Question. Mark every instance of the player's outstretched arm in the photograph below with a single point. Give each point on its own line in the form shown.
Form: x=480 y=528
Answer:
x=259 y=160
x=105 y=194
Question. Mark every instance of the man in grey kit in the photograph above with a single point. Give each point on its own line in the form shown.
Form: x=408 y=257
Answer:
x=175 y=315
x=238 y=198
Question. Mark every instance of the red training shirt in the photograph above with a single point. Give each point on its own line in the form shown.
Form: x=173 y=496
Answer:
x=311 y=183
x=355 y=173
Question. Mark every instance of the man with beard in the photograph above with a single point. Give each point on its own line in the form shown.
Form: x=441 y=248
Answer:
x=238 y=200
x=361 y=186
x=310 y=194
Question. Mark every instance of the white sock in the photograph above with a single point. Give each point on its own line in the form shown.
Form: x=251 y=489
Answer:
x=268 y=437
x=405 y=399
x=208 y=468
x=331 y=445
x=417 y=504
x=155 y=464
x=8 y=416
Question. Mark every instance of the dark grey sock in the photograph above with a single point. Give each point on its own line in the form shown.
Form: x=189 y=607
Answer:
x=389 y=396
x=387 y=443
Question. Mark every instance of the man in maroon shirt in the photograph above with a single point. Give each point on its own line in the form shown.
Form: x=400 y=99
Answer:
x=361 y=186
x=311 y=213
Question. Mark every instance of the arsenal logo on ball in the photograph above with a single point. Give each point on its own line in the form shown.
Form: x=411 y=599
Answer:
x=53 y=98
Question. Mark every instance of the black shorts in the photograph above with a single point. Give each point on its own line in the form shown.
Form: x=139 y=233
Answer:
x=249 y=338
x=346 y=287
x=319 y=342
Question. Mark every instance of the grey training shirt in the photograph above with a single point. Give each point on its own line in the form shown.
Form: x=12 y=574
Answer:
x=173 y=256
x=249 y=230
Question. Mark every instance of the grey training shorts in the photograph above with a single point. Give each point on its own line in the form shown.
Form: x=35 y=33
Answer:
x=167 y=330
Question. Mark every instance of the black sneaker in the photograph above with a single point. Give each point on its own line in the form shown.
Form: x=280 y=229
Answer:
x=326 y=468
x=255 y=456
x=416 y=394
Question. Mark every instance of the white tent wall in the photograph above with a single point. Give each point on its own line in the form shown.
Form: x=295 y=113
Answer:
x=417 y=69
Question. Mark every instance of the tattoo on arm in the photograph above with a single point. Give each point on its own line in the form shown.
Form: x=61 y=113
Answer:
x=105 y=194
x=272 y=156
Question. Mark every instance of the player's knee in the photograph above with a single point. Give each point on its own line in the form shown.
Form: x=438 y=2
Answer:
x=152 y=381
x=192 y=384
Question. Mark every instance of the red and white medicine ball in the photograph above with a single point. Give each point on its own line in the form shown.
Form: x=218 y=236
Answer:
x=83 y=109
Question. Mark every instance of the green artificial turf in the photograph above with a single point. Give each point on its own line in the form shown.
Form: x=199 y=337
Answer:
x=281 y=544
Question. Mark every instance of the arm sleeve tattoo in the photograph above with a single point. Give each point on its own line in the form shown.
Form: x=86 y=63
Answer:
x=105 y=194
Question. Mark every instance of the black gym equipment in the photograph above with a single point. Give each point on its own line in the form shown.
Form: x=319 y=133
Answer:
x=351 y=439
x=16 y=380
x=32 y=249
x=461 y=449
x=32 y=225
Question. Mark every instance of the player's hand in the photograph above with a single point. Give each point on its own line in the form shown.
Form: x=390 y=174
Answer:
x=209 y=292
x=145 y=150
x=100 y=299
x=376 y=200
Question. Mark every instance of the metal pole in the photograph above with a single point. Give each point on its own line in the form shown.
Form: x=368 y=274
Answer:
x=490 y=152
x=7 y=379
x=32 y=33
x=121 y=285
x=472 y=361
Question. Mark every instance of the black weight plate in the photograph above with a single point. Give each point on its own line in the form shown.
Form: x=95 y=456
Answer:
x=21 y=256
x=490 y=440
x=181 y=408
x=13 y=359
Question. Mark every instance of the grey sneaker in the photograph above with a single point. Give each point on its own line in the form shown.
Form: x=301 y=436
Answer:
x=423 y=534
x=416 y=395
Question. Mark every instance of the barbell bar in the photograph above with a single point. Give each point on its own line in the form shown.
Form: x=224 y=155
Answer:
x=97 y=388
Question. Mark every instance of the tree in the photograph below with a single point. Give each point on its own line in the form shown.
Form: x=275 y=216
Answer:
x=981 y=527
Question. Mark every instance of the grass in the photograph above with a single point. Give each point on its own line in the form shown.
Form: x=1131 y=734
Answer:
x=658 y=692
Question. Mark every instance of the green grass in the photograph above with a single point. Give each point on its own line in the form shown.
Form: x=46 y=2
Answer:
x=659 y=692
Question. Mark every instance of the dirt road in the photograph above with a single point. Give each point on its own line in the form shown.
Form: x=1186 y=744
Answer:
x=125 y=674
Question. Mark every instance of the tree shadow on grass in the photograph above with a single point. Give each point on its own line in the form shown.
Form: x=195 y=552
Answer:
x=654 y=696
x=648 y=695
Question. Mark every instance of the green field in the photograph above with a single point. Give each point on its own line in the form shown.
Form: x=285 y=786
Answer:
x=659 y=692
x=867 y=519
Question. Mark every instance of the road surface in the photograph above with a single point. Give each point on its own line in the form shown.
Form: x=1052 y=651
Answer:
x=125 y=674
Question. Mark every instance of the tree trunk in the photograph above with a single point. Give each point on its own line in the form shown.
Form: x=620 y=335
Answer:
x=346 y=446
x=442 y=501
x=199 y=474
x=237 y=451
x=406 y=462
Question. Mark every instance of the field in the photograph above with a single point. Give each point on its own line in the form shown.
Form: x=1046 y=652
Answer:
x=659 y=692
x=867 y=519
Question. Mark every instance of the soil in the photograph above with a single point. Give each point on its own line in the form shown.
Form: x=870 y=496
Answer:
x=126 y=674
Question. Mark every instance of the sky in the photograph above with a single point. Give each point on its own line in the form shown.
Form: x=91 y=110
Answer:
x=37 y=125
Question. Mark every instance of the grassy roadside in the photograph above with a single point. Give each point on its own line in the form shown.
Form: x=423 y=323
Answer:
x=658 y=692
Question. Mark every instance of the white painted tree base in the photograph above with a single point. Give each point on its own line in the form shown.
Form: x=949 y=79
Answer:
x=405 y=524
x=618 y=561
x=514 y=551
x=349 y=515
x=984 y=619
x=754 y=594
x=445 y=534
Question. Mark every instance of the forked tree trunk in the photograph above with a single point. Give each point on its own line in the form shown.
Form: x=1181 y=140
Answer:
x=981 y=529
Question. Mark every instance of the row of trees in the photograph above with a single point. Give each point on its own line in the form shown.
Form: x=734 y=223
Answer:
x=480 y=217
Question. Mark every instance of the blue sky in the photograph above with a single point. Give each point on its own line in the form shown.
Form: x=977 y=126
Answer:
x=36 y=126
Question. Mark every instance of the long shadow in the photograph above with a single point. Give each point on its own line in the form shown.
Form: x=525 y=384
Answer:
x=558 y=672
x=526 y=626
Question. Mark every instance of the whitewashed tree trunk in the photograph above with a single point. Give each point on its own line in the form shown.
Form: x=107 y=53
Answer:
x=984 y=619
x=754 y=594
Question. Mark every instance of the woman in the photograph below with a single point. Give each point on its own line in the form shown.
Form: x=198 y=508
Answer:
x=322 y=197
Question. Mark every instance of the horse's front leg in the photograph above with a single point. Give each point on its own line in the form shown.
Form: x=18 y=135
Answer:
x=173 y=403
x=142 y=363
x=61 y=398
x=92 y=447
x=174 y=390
● ● ● ● ●
Recopy the entries above in their entirety, exactly.

• RESPONSE AREA
Question. Mark every instance of the player's outstretched arm in the photograph below with a single point. Give each point on its own line in the form shown.
Form: x=480 y=528
Answer:
x=259 y=160
x=105 y=194
Question. Mark every instance of the man in grey kit in the photograph above with a single point. Give each point on its own line in the form shown.
Form: x=408 y=257
Answer:
x=175 y=315
x=238 y=198
Question. Mark every instance of the red training shirt in the photograph above with a single point. Give each point on its own line in the form shown.
Form: x=173 y=496
Answer:
x=311 y=183
x=355 y=173
Question. Mark every instance of the man with beard in the photograph above with a single point. Give each point on its own line in the form shown.
Form: x=441 y=248
Answer:
x=238 y=200
x=361 y=186
x=310 y=194
Question. Mark every instance of the white sock in the photograph above with a single point. Give each point on its own line in the form shown.
Form: x=251 y=489
Answer:
x=268 y=437
x=405 y=399
x=208 y=468
x=331 y=445
x=417 y=504
x=155 y=464
x=8 y=416
Question. Mark every instance of the dark grey sock in the photograph above with a single point. Give each point on its own line in the form shown.
Form: x=189 y=607
Answer:
x=389 y=396
x=387 y=443
Question. Mark every instance of the man in maroon shirt in the photograph above with a single point. Give each point on its own line in the form shown.
Form: x=400 y=99
Answer:
x=361 y=186
x=311 y=213
Question. Mark every instance of the arsenal logo on ball in the photograph above with a single point. Give each point on its own line in the form shown.
Form: x=411 y=599
Answer:
x=53 y=98
Question. Mark every instance of the black shorts in the photograph above with a single point. Give each point on its own line in the form shown.
Form: x=139 y=233
Answer:
x=249 y=338
x=346 y=287
x=319 y=342
Question. Mark every instance of the grey training shirt in the photograph above with a single point. Give each point on its own line in the form shown.
Form: x=12 y=574
Answer:
x=173 y=256
x=249 y=230
Question. Mark every instance of the grey training shorts in the photograph above with a single point. Give each point on its own line in the form shown.
Form: x=35 y=33
Answer:
x=167 y=330
Question. Mark every instance of the black sneaker in the photograph above with a single point. Give each point on its own line in the form shown.
Form: x=280 y=229
Answer:
x=326 y=468
x=255 y=456
x=416 y=394
Question. Mark every instance of the white tent wall in the photograph above with a single point. Give each point on its own line in the form shown.
Form: x=295 y=113
Answer:
x=417 y=69
Question. Mark every instance of the tattoo on arm in the photograph above with a single point. Give each point on its own line in the form shown.
Form: x=61 y=113
Answer:
x=105 y=194
x=272 y=156
Question. Mark every instance of the player's knee in the photograph above with a single point. Give each point on its own line in the form shown.
Form: x=438 y=2
Answer:
x=152 y=381
x=192 y=384
Question. Mark every instance of the red and white medicine ball in the photograph above with a single point. Give each point on its own line in the form shown.
Form: x=218 y=236
Answer:
x=83 y=109
Question. Mark every instance of the green artificial turf in the photograph above with a single point. Give each point on its own line in the form shown.
Form: x=199 y=337
Answer:
x=281 y=544
Question. Mark every instance of the arm sleeve tattoo in the photograph above with a single point. Give each point on its own line in the form shown.
Form: x=86 y=63
Answer:
x=105 y=194
Question. Mark every instance of the black gym equipment in the photograph above with a single point. Give each point on its own line in the form shown.
Form: x=319 y=133
Answer:
x=351 y=439
x=16 y=380
x=32 y=249
x=461 y=449
x=32 y=225
Question. Mark every instance of the player's hand in the photograph above with a single point. Give each point on its own line in the form shown.
Form: x=390 y=174
Answer:
x=209 y=292
x=145 y=150
x=100 y=299
x=376 y=200
Question. Mark every instance of the metal pole in the photograph above with a single point. Give each point on its own line in the form shown.
Form: x=368 y=274
Answer:
x=490 y=152
x=7 y=379
x=32 y=33
x=121 y=285
x=472 y=361
Question. Mark every instance of the black weight plate in the photograph above with a single point. Give each point on its own line in the form shown.
Form: x=95 y=456
Answer:
x=21 y=256
x=490 y=440
x=181 y=408
x=13 y=359
Question. Mark every instance of the grey sneaker in the photograph above with a single point. Give each point on its own line in the form shown.
Form: x=301 y=436
Answer:
x=423 y=534
x=416 y=395
Question. Mark every instance of the barbell bar in the photograph above with a single point. Give each point on its own line in the form shown.
Form: x=224 y=155
Answer:
x=97 y=388
Question. Mark every instance of the tree in the photograph below with a single point. Give each point on its own line in the form shown.
Form: x=275 y=216
Answer:
x=981 y=527
Question. Mark every instance of the grass in the photograph above with a single point. Give each point on its own line in the form shown.
Form: x=1131 y=734
Answer:
x=658 y=692
Question. Mark every instance of the green grass in the photograph above with a single point. Give each point on its own line in the form shown.
Form: x=46 y=2
Answer:
x=659 y=692
Question. Mark every instance of the dirt road in the photograph above with a single point. Give each point on its own line in the form shown.
Form: x=1186 y=744
Answer:
x=125 y=674
Question. Mark every instance of the tree shadow on grass in the photograph above with a single point. Give each point on its own line in the form shown.
Form: x=195 y=552
Answer:
x=654 y=696
x=648 y=695
Question. Mark every instance of the green field in the photograph above with a single point. Give each point on its own line in the form shown.
Form: x=285 y=786
Answer:
x=659 y=692
x=867 y=519
Question. Mark every instance of the road surface in the photograph above with a single point. Give each point on its own line in the form shown.
Form: x=1052 y=651
Answer:
x=125 y=674
Question. Mark every instance of the tree trunk in the photograph above with a single point. Give each point on its own line in the form shown.
Form: x=620 y=335
Answer:
x=346 y=446
x=442 y=501
x=199 y=474
x=237 y=451
x=406 y=462
Question. Mark every instance of the field in the photograph above with a single point. Give each point on its own line in the form shown.
Form: x=1046 y=652
Answer:
x=659 y=692
x=867 y=519
Question. Mark every instance of the soil in the photograph above with a single point. Give each point on its own line in the form shown.
Form: x=870 y=496
Answer:
x=126 y=674
Question. Mark every instance of the sky in the photograph above with a single point. Give each point on its own line in the form shown.
Form: x=91 y=110
Answer:
x=37 y=125
Question. Mark every instance of the grassy roadside in the photograph above with a single point. Give each point on its own line in the form shown.
Form: x=423 y=323
Answer:
x=658 y=692
Question. Mark every instance of the white painted tree base in the photograph above with a single point. Give each point on its own line in the form shown.
Form: x=949 y=79
Answer:
x=405 y=524
x=618 y=561
x=514 y=551
x=349 y=515
x=984 y=619
x=754 y=594
x=445 y=534
Question. Mark every instance of the forked tree trunk in the photograph above with a single point. Give each point on its own line in the form shown.
Form: x=1181 y=140
Answer:
x=981 y=529
Question. Mark every instance of the row of trees in the photograph above with a single point. Give each point on its own line in the form shown.
Form: x=734 y=223
Answer:
x=480 y=217
Question. Mark every instance of the blue sky in the photograph above with a single point. Give each point on its own line in the form shown.
Form: x=977 y=126
Answer:
x=36 y=126
Question. Mark every instance of the long shadow in the photograph above with a single point. Give each point on its own line in the form shown.
Form: x=525 y=384
Answer:
x=558 y=672
x=526 y=626
Question. Mark every instance of the whitewashed tree trunk in the photograph above with a single point. Give each point on its own line in the form shown.
Form: x=107 y=53
Answer:
x=984 y=619
x=754 y=594
Question. Mark every instance of the woman in the photograph below with a single point. Give each point on its own line in the form shown.
Form: x=198 y=508
Answer:
x=322 y=197
Question. Mark every instance of the horse's front leg in the photograph above with a single point. Give each point on its own line in the form shown.
Form: x=18 y=135
Answer:
x=173 y=403
x=142 y=363
x=61 y=398
x=92 y=447
x=174 y=390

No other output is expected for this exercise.